### TEXT PASSAGE
Reputation: 1719
I have two int
vectors
like a[100]
, b[100]
.
The simple way to calculate their hamming distance is:
std::vector<int> a(100);
std::vector<int> b(100);
double dist = 0;
for(int i = 0; i < 100; i++){
if(a[i] != b[i])
dist++;
}
dist /= a.size();
I would like to ask that is there a faster way to do this calculation in C++ or how to use STL to do the same job?
Upvotes: 6
Views: 6208
Reputation: 12018
You asked for a faster way. This is a embarrassingly parallel problem, so, with C++ you can take advantage of that in two ways: thread parallelism, and vectorization through optimization.
//The following flags allow cpu specific vectorization optimizations on *my cpu*
//clang++ -march=corei7-avx hd.cpp -o hd -Ofast -pthread -std=c++1y
//g++ -march=corei7-avx hd.cpp -o hd -Ofast -pthread -std=c++1y
#include <vector>
#include <thread>
#include <future>
#include <numeric>
template<class T, class I1, class I2>
T hamming_distance(size_t size, I1 b1, I2 b2) {
return std::inner_product(b1, b1 + size, b2, T{},
std::plus<T>(), std::not_equal_to<T>());
}
template<class T, class I1, class I2>
T parallel_hamming_distance(size_t threads, size_t size, I1 b1, I2 b2) {
if(size < 1000)

### LISTED ENTRIES
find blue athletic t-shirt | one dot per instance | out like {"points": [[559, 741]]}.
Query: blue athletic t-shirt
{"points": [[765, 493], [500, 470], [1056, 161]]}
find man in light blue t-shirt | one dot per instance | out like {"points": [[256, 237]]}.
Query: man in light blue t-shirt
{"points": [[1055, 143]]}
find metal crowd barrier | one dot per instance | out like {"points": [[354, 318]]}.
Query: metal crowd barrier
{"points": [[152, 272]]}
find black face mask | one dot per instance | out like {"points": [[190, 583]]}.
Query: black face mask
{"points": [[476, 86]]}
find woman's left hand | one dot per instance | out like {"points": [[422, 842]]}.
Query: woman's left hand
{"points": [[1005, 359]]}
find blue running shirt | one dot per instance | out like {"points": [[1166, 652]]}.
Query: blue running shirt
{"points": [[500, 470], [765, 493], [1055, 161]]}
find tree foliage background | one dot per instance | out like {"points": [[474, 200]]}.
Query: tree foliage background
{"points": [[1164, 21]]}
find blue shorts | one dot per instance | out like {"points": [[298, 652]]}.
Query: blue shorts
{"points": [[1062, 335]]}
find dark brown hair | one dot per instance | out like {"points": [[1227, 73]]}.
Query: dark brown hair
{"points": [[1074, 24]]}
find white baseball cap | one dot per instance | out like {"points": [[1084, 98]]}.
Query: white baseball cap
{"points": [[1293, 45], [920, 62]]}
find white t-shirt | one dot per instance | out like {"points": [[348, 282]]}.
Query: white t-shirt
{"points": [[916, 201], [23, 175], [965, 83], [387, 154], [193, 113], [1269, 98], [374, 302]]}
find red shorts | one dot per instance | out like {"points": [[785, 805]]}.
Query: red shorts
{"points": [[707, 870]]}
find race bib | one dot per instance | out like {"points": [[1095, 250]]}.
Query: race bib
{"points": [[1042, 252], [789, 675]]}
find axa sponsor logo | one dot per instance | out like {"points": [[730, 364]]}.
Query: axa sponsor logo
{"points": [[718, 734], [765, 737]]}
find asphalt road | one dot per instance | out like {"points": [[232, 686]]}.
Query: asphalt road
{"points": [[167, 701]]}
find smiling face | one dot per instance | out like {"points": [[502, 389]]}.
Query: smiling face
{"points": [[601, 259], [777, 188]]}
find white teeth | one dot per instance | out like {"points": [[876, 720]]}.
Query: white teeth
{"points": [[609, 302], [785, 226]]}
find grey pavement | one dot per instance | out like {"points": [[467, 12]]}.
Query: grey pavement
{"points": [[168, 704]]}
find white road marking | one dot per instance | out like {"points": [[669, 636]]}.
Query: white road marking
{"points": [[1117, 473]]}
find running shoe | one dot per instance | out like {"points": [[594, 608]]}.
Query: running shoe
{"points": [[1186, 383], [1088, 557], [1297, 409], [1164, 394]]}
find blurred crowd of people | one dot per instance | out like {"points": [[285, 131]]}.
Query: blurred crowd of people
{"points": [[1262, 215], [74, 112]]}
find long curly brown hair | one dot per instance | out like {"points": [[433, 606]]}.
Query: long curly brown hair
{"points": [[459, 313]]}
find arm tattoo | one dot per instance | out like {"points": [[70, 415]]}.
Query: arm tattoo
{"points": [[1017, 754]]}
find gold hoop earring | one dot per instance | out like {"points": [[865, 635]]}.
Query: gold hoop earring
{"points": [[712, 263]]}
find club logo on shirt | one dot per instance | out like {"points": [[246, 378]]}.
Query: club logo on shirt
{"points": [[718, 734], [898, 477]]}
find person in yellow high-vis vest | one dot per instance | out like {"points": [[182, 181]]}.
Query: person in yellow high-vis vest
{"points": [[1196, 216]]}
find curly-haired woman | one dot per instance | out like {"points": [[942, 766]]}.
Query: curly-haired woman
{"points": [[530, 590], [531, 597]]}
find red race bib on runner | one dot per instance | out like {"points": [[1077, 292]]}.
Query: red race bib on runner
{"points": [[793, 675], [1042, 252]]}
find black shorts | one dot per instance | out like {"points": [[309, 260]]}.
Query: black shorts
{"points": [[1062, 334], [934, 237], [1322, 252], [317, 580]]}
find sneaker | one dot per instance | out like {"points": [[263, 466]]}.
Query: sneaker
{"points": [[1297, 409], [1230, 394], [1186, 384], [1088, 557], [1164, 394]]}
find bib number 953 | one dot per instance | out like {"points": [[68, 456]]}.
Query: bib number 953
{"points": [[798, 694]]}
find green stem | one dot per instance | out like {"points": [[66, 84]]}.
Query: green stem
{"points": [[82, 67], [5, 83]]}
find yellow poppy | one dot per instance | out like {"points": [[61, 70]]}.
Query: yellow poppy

### WHAT TO DO
In the forum thread on Hamming distance above, what are the two ways the reply says C++ can take advantage of the problem being parallel?

### EXERCISE RESULT
Thread parallelism and vectorization through optimization.